* Job
Which lines in the items below contain the string "sticker"? Report each of those lines in full.
>> BEGIN Material to process
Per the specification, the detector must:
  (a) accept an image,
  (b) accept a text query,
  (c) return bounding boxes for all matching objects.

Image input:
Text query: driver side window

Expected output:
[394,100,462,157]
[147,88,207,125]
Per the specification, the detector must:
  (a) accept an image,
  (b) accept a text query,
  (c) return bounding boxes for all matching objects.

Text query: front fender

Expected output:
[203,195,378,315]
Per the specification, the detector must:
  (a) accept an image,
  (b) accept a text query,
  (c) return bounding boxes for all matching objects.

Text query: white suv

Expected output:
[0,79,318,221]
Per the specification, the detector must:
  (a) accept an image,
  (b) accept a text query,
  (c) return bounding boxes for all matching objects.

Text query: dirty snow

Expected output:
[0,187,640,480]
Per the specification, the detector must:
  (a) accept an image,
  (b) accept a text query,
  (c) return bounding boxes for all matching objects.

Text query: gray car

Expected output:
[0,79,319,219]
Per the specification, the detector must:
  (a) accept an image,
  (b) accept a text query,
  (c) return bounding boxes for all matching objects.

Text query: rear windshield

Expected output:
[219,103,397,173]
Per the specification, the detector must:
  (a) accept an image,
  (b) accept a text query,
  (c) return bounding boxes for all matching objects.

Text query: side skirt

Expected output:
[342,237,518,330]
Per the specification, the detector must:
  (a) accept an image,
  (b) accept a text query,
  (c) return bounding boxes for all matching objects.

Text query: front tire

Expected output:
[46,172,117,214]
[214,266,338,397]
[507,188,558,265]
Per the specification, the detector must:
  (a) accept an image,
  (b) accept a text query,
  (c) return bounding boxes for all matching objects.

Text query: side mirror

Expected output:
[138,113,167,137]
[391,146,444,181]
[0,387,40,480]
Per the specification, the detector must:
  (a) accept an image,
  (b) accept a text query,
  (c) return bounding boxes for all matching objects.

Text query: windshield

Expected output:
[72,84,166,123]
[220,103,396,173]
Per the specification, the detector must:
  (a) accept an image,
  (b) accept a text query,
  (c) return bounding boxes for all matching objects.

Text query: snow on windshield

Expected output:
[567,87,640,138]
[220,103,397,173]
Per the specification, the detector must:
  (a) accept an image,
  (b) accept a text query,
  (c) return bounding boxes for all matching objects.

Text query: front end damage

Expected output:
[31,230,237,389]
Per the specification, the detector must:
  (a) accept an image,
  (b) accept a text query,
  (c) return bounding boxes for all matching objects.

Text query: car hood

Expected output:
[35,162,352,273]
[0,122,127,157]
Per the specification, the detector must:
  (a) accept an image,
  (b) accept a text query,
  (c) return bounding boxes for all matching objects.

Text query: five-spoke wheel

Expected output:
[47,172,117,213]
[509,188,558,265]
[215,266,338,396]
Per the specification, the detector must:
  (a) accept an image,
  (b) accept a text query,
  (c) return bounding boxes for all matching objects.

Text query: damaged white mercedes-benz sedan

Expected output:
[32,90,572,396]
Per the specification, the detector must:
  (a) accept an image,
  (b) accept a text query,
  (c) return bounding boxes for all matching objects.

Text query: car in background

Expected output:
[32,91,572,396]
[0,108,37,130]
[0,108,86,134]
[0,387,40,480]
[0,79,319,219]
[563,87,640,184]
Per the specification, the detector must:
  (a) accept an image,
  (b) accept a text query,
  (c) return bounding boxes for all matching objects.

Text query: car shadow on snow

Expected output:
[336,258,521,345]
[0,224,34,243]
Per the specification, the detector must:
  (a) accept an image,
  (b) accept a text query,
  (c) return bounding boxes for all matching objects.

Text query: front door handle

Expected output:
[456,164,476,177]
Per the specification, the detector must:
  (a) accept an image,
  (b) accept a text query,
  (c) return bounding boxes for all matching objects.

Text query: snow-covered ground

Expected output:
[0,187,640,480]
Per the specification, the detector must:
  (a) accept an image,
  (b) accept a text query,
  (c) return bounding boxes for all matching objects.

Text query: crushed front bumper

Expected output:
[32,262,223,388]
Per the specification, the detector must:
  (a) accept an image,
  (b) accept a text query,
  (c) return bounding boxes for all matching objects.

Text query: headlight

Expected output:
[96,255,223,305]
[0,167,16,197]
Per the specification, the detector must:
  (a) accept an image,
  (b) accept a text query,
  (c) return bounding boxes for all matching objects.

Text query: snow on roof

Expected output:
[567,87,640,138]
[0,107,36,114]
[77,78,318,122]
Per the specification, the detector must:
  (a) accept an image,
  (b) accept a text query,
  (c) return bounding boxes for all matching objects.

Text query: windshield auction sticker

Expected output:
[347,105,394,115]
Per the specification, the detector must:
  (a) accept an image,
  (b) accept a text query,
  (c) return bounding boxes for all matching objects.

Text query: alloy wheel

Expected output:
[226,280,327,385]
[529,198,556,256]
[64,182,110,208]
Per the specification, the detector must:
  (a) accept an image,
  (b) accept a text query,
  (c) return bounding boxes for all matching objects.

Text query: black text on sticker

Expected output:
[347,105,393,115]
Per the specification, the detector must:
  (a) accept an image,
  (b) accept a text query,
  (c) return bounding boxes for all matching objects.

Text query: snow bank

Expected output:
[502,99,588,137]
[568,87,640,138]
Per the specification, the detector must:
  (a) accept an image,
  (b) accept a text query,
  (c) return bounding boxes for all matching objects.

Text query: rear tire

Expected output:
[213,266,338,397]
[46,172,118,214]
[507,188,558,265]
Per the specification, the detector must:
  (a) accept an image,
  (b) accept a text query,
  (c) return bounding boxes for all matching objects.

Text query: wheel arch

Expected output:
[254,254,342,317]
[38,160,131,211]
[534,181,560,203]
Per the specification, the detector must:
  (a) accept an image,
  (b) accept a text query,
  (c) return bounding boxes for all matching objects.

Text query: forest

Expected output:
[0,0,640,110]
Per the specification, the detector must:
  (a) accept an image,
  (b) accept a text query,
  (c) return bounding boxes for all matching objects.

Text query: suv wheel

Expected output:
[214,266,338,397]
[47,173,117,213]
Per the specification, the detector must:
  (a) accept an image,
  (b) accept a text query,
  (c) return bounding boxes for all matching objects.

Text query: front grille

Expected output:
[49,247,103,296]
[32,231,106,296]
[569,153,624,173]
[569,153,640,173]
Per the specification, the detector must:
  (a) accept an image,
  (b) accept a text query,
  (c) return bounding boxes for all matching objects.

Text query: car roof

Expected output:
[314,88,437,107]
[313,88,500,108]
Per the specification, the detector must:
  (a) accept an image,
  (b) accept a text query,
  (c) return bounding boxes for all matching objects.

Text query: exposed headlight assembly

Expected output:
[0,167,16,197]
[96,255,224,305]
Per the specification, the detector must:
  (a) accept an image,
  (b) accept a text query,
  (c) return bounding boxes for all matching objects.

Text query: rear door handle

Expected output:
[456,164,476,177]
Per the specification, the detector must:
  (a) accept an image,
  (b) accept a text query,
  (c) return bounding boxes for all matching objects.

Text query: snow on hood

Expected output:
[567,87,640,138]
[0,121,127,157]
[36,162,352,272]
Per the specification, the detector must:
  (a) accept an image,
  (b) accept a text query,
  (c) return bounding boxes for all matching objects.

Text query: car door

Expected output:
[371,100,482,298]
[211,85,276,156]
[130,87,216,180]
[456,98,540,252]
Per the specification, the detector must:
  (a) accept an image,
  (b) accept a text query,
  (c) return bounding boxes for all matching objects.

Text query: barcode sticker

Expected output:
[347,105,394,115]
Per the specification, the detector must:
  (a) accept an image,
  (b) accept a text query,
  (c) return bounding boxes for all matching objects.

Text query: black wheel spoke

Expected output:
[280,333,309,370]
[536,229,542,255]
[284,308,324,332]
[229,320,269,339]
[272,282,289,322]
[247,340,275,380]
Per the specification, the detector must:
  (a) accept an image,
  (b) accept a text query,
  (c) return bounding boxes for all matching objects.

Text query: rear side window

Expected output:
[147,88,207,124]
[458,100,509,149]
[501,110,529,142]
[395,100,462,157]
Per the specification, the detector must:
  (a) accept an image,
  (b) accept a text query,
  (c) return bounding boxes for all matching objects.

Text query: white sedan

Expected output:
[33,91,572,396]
>> END Material to process
* Finished exercise
Text query: windshield auction sticker
Text query: black text on sticker
Text query: barcode sticker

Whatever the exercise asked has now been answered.